- **TEXTAUSZUG**

============

Die wenig effektive Müllsammlung führt zu riesigen Abfallbergen

Doch worum genau geht es in der Masterarbeit? „Ich befasse mich mit der öffentlichen Verwaltung der Abfallsammlung in Accra,“ erläutert Petrova. „Bei uns in Deutschland sammeln wir unseren Müll zu Hause, werfen ihn sortiert in verschiedene Tonnen und irgendwann wird er abgeholt.“ Was so banal klinge, funktioniere aber offenkundig in anderen Ländern – etwa in Ghana – nicht. Hier existiere keine effektive Müllsammlung. Die Folge: riesige Abfallberge. „Ich wollte herausfinden, wie das System der Abfallsammlung politisch strukturiert ist, welche Aufgaben und Verantwortlichkeiten staatliche oder private Akteure haben“, erzählt die Studentin weiter.

============

- **BEIGEFÜGTE AUFLISTUNG**

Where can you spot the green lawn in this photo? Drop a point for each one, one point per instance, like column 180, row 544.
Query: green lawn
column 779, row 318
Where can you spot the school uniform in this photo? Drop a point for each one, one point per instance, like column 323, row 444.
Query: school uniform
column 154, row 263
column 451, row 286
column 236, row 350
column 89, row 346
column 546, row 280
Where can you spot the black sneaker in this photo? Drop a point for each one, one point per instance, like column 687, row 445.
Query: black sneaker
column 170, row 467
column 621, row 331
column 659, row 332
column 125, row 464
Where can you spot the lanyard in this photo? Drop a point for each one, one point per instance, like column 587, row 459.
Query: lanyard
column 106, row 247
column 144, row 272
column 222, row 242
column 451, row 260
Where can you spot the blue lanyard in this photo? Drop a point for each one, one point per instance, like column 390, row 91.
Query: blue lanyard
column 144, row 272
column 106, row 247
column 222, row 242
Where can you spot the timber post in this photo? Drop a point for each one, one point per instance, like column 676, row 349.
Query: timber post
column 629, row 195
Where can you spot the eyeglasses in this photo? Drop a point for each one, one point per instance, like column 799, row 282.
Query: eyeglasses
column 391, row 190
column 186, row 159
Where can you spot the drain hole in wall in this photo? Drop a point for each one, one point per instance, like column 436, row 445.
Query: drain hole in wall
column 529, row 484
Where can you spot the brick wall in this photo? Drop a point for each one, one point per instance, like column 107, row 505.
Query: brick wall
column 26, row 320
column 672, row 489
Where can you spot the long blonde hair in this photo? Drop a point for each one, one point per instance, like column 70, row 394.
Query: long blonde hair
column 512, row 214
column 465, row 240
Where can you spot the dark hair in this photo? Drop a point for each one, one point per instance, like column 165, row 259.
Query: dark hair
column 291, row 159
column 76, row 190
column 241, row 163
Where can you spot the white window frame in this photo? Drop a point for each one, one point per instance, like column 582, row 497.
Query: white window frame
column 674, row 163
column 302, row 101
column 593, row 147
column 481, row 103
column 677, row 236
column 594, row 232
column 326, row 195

============

- **ZU ERLEDIGENDE AUFGABEN**
1. Erkläre in ein bis drei Sätzen, weshalb es laut dem Textauszug zur Abfallsammlung in Accra in Ghana riesige Abfallberge gibt.
2. Gib aus dem Textauszug zur Abfallsammlung in Accra alles von „Doch worum genau“ bis hinunter zu „die Studentin weiter.“ wortgetreu wieder.
3. Führe den Textauszug zur Abfallsammlung in Accra von seinem letzten Satz an weiter.
Die Auflistung stammt aus einer anderen Quelle.

- **DIE ERGEBNISSE**
1. In Ghana existiert keine effektive Müllsammlung. Riesige Abfallberge sind die Folge davon.

2.
Doch worum genau geht es in der Masterarbeit? „Ich befasse mich mit der öffentlichen Verwaltung der Abfallsammlung in Accra,“ erläutert Petrova. „Bei uns in Deutschland sammeln wir unseren Müll zu Hause, werfen ihn sortiert in verschiedene Tonnen und irgendwann wird er abgeholt.“ Was so banal klinge, funktioniere aber offenkundig in anderen Ländern – etwa in Ghana – nicht. Hier existiere keine effektive Müllsammlung. Die Folge: riesige Abfallberge. „Ich wollte herausfinden, wie das System der Abfallsammlung politisch strukturiert ist, welche Aufgaben und Verantwortlichkeiten staatliche oder private Akteure haben“, erzählt die Studentin weiter.

3.
Und so läuft die gebürtige Berlinerin im Februar 2023 über die Märkte Accras, um mit den Menschen vor Ort ins Gespräch zu kommen. Aus den Medien hatte sie zuvor erfahren, dass Anfang 2022 ein neues Abfallgesetz in Ghana unter dem militärisch anmutenden Titel „Operation Clean your Frontage“ verabschiedet wurde – eine Kampagne, mit der die Bevölkerung zu „Aufräumübungen“ verpflichtet wird, sogenannten „Cleaning Exercises“. „Ich fand vor allem die Verlagerung der staatlichen Verantwortung auf die individuelle Ebene interessant“, betont Petrova. Oftmals sei dieses Vorgehen eine Strategie von Lokalregierungen, die mit der Lösung eines Problems überfordert seien.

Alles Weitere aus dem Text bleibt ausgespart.